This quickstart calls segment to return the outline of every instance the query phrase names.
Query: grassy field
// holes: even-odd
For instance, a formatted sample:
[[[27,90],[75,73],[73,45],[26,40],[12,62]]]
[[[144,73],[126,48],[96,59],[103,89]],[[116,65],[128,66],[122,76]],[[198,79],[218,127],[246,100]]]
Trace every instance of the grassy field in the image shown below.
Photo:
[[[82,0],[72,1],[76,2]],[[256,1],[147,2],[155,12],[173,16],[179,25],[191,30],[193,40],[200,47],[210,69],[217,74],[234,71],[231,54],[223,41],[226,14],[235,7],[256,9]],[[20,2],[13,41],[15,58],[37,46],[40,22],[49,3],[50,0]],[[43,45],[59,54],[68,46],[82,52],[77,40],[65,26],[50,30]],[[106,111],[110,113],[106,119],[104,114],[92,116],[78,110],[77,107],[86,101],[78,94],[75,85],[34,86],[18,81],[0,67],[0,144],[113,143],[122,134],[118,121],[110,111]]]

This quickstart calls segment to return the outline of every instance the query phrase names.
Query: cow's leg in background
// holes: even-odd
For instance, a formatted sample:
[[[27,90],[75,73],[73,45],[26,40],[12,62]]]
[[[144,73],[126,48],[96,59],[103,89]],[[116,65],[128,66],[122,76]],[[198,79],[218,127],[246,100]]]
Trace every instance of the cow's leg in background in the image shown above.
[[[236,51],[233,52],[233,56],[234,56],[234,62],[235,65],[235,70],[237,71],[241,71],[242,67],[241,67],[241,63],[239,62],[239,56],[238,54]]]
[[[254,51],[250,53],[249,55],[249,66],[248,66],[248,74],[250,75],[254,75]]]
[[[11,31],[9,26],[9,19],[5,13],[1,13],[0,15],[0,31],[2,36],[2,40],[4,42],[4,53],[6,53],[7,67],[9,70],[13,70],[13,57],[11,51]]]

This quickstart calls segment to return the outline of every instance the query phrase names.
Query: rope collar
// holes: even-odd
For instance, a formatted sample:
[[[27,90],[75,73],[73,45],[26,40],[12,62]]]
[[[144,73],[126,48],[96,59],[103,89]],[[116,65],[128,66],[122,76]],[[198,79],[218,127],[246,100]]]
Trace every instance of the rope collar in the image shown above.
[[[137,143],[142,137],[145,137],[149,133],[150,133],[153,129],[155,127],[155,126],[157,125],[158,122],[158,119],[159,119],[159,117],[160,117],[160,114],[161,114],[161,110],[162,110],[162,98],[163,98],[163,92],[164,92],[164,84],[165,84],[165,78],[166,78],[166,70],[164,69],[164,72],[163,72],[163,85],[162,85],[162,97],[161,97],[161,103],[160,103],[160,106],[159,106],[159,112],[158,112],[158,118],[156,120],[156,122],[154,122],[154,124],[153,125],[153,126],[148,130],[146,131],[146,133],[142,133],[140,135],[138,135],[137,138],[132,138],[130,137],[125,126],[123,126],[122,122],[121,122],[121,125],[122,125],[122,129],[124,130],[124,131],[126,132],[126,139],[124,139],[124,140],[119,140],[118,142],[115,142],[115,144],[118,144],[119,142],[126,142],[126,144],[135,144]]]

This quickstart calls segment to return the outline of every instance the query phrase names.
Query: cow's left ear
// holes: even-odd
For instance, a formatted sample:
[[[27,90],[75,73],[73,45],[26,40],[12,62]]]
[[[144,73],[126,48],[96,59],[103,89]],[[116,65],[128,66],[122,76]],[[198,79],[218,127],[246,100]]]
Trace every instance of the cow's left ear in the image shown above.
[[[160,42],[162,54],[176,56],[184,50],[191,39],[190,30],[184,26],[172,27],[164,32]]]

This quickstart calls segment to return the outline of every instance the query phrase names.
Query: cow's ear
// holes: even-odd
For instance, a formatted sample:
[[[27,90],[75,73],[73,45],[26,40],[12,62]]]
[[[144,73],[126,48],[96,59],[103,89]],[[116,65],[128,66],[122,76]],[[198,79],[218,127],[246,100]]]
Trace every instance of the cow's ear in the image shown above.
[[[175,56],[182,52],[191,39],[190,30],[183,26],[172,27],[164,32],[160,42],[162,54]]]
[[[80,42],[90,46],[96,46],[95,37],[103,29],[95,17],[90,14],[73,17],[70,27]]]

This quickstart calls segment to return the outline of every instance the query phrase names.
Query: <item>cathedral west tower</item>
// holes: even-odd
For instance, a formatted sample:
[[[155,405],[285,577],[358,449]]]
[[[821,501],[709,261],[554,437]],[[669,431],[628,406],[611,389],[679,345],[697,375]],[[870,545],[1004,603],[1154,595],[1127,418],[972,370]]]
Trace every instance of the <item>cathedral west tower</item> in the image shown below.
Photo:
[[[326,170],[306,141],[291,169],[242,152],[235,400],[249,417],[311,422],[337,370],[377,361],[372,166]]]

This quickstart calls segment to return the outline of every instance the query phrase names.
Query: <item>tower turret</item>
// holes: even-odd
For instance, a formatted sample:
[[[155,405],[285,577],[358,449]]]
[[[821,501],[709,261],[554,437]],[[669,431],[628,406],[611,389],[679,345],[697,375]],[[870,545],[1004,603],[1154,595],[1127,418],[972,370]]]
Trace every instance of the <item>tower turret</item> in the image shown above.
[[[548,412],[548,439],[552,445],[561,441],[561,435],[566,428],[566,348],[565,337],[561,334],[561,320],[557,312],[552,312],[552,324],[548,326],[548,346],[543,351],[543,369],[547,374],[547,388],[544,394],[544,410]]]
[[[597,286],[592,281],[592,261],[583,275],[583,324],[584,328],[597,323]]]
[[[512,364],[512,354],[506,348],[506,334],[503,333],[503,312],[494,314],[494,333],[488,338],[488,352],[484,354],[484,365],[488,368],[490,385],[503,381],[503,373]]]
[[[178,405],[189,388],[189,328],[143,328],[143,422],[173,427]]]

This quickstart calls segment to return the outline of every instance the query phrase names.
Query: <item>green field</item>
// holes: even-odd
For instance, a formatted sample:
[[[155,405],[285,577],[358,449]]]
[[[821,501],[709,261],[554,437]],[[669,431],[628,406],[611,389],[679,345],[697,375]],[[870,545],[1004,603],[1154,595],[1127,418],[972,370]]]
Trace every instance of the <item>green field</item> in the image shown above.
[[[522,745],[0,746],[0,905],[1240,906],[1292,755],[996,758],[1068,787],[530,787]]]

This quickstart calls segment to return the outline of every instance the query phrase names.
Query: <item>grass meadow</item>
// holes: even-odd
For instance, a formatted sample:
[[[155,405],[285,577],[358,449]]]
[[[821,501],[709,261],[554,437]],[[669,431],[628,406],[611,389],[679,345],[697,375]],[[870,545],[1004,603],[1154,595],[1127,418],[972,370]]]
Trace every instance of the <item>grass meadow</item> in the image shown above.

__________________________________________________

* [Stated task]
Count the lines in the items above that contain the word "cathedral", and reply with only that number.

* [Exercise output]
2